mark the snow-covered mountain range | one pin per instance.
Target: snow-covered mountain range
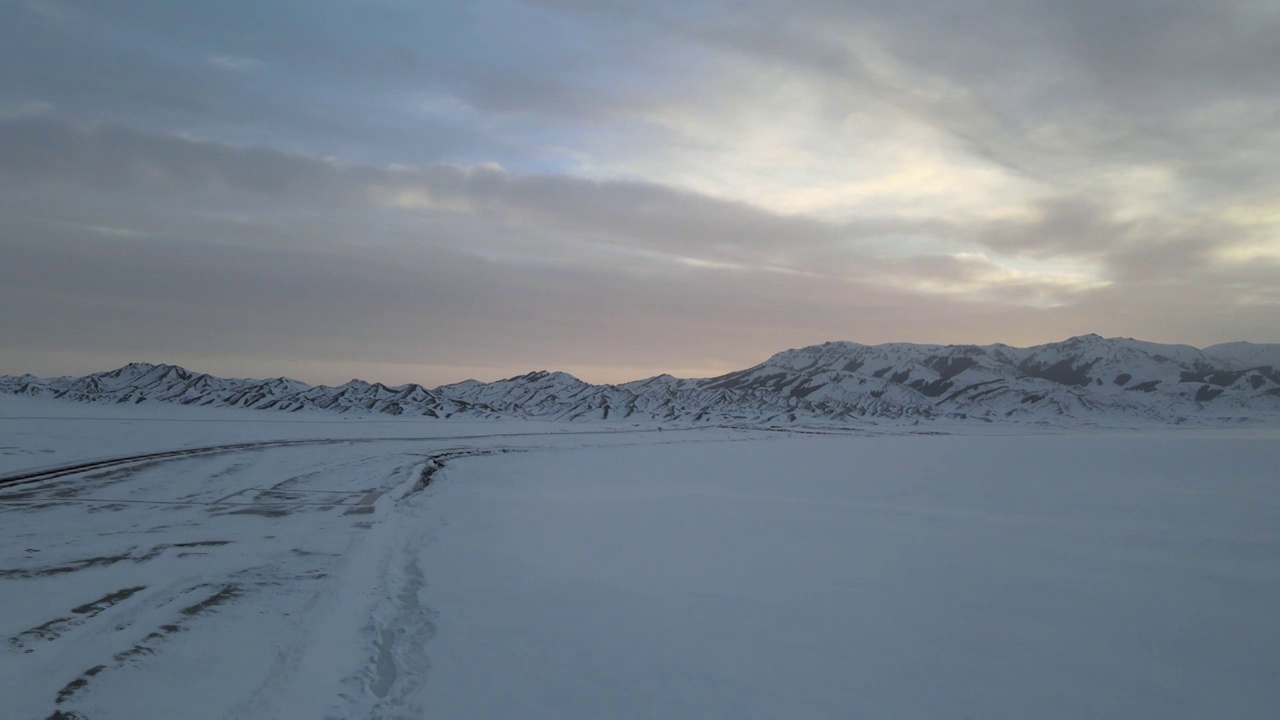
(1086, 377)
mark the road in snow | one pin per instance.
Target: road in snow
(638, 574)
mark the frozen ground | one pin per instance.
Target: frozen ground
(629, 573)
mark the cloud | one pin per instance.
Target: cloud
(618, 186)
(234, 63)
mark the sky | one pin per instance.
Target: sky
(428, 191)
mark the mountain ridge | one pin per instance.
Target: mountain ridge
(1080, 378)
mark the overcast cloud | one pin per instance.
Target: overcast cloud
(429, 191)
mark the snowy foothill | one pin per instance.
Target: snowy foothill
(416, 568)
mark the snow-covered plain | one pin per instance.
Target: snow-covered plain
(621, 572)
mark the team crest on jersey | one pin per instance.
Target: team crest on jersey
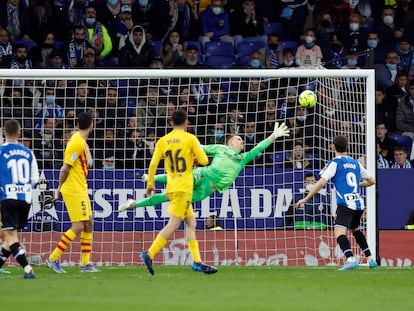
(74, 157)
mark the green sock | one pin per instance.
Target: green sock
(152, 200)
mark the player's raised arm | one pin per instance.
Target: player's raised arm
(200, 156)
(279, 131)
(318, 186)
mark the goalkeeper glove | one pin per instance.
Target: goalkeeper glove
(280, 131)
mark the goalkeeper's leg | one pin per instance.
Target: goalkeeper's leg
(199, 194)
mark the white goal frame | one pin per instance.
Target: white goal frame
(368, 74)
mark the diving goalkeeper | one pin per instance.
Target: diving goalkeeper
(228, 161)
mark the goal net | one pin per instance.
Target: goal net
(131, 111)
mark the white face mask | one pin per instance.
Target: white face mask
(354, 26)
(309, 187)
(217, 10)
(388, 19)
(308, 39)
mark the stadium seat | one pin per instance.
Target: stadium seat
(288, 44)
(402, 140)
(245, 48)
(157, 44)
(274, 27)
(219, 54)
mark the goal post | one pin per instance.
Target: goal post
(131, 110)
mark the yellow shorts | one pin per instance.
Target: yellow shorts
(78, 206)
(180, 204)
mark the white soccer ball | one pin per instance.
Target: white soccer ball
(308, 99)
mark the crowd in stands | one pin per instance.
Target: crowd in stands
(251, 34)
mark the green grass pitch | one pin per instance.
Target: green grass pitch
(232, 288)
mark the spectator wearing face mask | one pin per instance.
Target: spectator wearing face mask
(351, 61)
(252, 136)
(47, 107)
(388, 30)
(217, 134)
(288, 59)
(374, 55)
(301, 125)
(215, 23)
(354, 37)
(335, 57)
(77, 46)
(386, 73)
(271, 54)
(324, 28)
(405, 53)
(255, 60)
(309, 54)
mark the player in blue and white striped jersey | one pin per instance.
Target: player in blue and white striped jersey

::::

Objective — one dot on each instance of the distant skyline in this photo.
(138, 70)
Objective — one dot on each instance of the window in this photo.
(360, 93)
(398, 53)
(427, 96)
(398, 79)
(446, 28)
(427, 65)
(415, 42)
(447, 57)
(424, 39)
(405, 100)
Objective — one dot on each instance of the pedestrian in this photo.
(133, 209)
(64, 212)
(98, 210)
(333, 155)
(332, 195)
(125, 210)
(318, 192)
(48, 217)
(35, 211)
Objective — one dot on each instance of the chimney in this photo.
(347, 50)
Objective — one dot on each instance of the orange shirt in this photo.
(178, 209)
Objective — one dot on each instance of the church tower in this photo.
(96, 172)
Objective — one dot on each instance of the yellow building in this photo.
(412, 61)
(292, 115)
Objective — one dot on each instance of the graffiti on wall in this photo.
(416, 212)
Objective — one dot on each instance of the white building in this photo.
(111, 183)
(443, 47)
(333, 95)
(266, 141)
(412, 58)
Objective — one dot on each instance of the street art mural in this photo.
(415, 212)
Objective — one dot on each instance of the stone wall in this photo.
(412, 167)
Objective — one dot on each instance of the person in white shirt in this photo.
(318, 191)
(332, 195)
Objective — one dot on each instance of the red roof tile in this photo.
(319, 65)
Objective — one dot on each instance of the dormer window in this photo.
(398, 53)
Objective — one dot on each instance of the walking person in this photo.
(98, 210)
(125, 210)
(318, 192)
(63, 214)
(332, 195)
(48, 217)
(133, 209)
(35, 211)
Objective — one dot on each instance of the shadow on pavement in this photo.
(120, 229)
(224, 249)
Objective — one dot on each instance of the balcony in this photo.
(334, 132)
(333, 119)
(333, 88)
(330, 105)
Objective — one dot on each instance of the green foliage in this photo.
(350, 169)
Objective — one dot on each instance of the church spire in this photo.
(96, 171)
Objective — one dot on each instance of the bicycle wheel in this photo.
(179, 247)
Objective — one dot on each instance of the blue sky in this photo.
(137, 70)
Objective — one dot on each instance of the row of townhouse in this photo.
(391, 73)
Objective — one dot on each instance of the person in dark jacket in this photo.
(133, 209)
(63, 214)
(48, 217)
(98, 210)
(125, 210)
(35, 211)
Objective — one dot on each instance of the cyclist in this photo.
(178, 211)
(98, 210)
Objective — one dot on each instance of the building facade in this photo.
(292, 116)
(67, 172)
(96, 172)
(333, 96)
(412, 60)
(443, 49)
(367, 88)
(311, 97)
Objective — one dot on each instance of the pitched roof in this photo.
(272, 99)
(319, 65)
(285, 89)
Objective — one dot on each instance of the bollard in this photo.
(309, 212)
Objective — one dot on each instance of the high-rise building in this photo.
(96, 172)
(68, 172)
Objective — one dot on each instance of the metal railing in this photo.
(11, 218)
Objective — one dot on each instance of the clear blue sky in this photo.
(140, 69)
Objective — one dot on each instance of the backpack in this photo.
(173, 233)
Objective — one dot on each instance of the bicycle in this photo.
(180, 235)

::::

### Problem to solve:
Report every line of the records that contains the word "glove", and treat uppercase and lowercase letters as different.

### Output of the task:
mark the goalkeeper glove | one pin per instance.
Target: goalkeeper glove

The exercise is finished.